━━━━━ Page
Yet model names that provoke derision or outrage are surprisingly common in the car business. The Ora Funky Cat, from a sub-brand of China’s Great Wall Motors, was recently renamed the Ora 03, ostensibly as part of a new global brand strategy but mainly because it sounded daft. Peugeot’s Bipper Tepee, now discontinued, was about as bad. (Peugeot is owned by Stellantis, whose largest shareholder, Exor, part-owns The Economist.) The Nissan Cedric, a large saloon on sale from 1960 until 2004, sounded like it belonged in the previous century. It eventually became the Datsun 200 series in many overseas markets.

Other examples are more off-putting. The Studebaker Dictator was renamed the Commander in 1938 (for obvious reasons), but not so the Suzuki Esteem (though it brought owners none) or Mitsubishi Carisma (it lacked any, and an "h"). Some carmakers have been caught out by unfortunate translations. Chevrolet’s Nova meant "no go" in Spanish, while the Mazda Laputa translated as "prostitute". Ford’s Pinto (pictured) meant "small penis" in Brazilian slang. Employing letters and numbers is safer but not foolproof. The Toyota MR2 had to drop the deux in France: the full name sounded close to the word for "shit".
━━━━━━━━━━
• **Requirement A**
In the passage on car model names, what new name was the Ora Funky Cat given?
• **Requirement B**
Pick up the passage on embarrassing car model names after its final sentence and keep it going.
━━━━━ Supplied material
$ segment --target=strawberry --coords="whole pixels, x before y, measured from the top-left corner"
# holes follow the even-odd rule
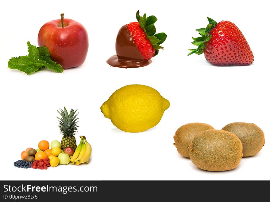
[[[189,49],[191,52],[188,55],[203,53],[207,61],[219,66],[249,65],[253,62],[252,51],[238,27],[229,21],[217,23],[207,18],[209,24],[206,28],[196,30],[201,36],[192,38],[194,41],[191,43],[198,47]]]
[[[147,60],[158,53],[160,46],[165,41],[167,35],[164,33],[156,34],[154,24],[157,20],[153,15],[146,17],[145,14],[140,16],[139,11],[136,13],[138,22],[131,22],[127,27],[135,45],[145,60]]]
━━━━━━━━━━
• **Task answer A**
The Ora 03.

• **Task answer B**
Geopolitics has lately made naming a car even more treacherous. Xiaomi, a Chinese tech giant that has turned to carmaking, wants to brand the platform underpinning its inexpensive SU7 saloon Modena. This happens to be the name of the Italian city where Ferrari (also part-owned by Exor) and Maserati (of Stellantis), two somewhat pricier European marques, hail from. That has incurred the displeasure of the city’s mayor and Italy’s minister for enterprise, and may fall foul of an Italian law banning the use of Italian place names for foreign products.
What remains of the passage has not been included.